Pasaje dado:
Un señor de otro tiempo
Este miércoles el país conoció la carta de renuncia de don Luis Antonio Sobrado al TSE. Una carta que encaja tanto en la Costa Rica actual como lo haría la más esmerada etiqueta de cubertería en un food court. Un texto disonante con el entorno de vulgaridad y desvergüenza imperantes.
Está fechada el 27 de octubre del 2021, pero parece de otra época. De otra ética y de otra estética. Aunque llevamos meses siendo testigos de la abnegada labor de nuestros profesionales de la salud, solo por poner un ejemplo de los varios inspiradores que, si se quieren ver, están ahí, pero no es tan frecuentes en nuestro país, lamentablemente, la ejemplaridad pública en las más altas esferas del Estado.
Ahí, donde son más difíciles de encontrar, quizá porque lo virtuoso está relacionado con la contención y el poder alienta la desmesura, es donde las conductas modélicas tienen un impacto público mayor.
Antes de comentar la carta, voy a hacer un comentario sobre su autor, don Antonio. Debo hacerlo, porque aquí la correspondencia entre texto y vida, entre el decir y el hacer, es clave. La carta es una expresión fiel de un carácter, un temperamento y una biografía particulares. De la misma persona que ha presidido la organización a la que asesoro políticamente y de la que gestiono sus relaciones públicas, trabajo en el cual, por años, me topé con el mismo señalamiento hacia él, por parte de políticos, autoridades gubernamentales, periodistas y líderes de movimientos sociales: «le falta cintura», «defecto» que uno de nuestros más agudos analistas políticos me expresó así: «pero aclarame una cosa, ¿Toño alguna vez se habrá sacado un moco?». El llamado «tipo pulcro» por el periodista Ernesto Rivera, cuando La Nación lo nombró personaje del año en el 2007, agradaba tanto a unos como incomodaba a otros por el orgullo de su independencia y la dignidad de no tener precio.
Tras meditarlo, pienso que, si tuviera que resumir las virtudes de don Antonio, destacaría tres: lucidez, valentía y probidad.
La lucidez tiene que ver, más que con la inteligencia, con la visión de don Antonio y el tino para lograr la transformación del TSE. Es brillante, pero he visto gente inteligentísima naufragar en el sinuoso trecho que hay entre las ideas y la gestión, entre la buena voluntad personal y la complicadísima gestión de equipos humanos.

Datos disponibles:
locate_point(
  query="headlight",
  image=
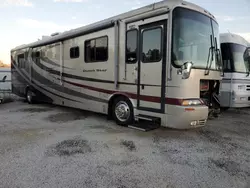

Tarea indicada: Copia del pasaje el fragmento que abre con las palabras que contienen "Un señor de" y cierra con "esferas del Estado.", pero cambia "TSE" por "Tribunal Supremo de Elecciones". Para resolver, apóyate solo en el pasaje.

Respuesta correcta:
Un señor de otro tiempo
Este miércoles el país conoció la carta de renuncia de don Luis Antonio Sobrado al Tribunal Supremo de Elecciones. Una carta que encaja tanto en la Costa Rica actual como lo haría la más esmerada etiqueta de cubertería en un food court. Un texto disonante con el entorno de vulgaridad y desvergüenza imperantes.
Está fechada el 27 de octubre del 2021, pero parece de otra época. De otra ética y de otra estética. Aunque llevamos meses siendo testigos de la abnegada labor de nuestros profesionales de la salud, solo por poner un ejemplo de los varios inspiradores que, si se quieren ver, están ahí, pero no es tan frecuentes en nuestro país, lamentablemente, la ejemplaridad pública en las más altas esferas del Estado.